Task statement> Write out each of the entries below word for word, keeping every line as it stands.

#####

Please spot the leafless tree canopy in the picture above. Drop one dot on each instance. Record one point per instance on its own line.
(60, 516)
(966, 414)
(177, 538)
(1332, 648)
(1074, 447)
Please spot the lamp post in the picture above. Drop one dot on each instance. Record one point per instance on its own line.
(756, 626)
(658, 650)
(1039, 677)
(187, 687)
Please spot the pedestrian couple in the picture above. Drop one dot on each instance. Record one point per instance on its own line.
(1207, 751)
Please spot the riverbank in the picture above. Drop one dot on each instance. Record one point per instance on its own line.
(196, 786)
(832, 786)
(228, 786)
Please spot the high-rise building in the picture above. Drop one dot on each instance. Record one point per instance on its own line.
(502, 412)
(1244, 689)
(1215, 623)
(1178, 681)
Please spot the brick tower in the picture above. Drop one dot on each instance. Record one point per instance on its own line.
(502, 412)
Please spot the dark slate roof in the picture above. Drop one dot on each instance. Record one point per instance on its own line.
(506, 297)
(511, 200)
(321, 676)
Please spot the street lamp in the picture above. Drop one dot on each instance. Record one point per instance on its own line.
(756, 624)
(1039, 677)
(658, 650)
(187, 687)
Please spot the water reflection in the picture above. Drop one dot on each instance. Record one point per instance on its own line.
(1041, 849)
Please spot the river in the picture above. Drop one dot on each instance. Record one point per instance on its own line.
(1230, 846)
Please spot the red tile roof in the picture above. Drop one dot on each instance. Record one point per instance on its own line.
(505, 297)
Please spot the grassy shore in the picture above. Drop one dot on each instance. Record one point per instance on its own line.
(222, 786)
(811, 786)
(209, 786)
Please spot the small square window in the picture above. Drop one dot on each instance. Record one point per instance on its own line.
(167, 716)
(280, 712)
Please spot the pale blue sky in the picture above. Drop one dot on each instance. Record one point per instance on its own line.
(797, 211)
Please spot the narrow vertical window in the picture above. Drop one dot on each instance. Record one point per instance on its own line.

#####

Solution for this task>
Please spot the leafless tree canopy in the picture above. Drop one dot on each instance. Record one point per instance on its own line.
(60, 516)
(966, 414)
(177, 538)
(1332, 648)
(1074, 447)
Please spot the lamp post in the picture above. Drop one dot on each instance. Record one point per instance on its own line.
(756, 626)
(658, 650)
(1039, 677)
(187, 687)
Please spot the pedestrian couple in the picture above. Drop one dot on each instance. Record one point per instance on its own line.
(1207, 751)
Please spot the riverbank in the picture above. Drop one dot on each instance. Record one point per instance on its own line.
(196, 786)
(832, 786)
(228, 786)
Please spot the high-rise building in the picture above. Drop one dot on each instance. Record one point per instance on its own line.
(502, 412)
(1244, 689)
(1215, 623)
(1178, 681)
Please spot the brick tower in the picture above. Drop one dot on each instance. Record one point per instance on its own line.
(502, 412)
Please spot the dark slate roof in the picture above. Drop one dot on each instance. Record one point per instance on its own line.
(506, 297)
(511, 200)
(321, 676)
Please spot the street lamp in the picture above. Drop one dot on each instance. Record one point per instance on its own line.
(756, 624)
(1039, 677)
(658, 650)
(187, 687)
Please spot the water reflection in the picture above. Drop one dot on each instance. Record one point per instance on its own line.
(1041, 849)
Please spot the river in the picture above. Drop one dot on each instance. Record one point per instance on its own line.
(1230, 846)
Please spot the red tile roof in the picture above. Drop one dot on each instance. Record one point per instance on its own line.
(505, 297)
Please spot the grassy shore in the picture above. Drop one dot on each instance. Record one point per instance on its own line.
(222, 786)
(811, 786)
(209, 786)
Please spot the small square window in the picture above. Drop one dot on each instance. Record one point per instance on its own line.
(167, 716)
(280, 712)
Please spot the pale blue sky in the picture above. Drop one dot on each instance. Record one point per instance on its own line.
(797, 211)
Please spot the narrow vertical window in the picture above. Drop one dot on each instance. Record one point per instance on its own line.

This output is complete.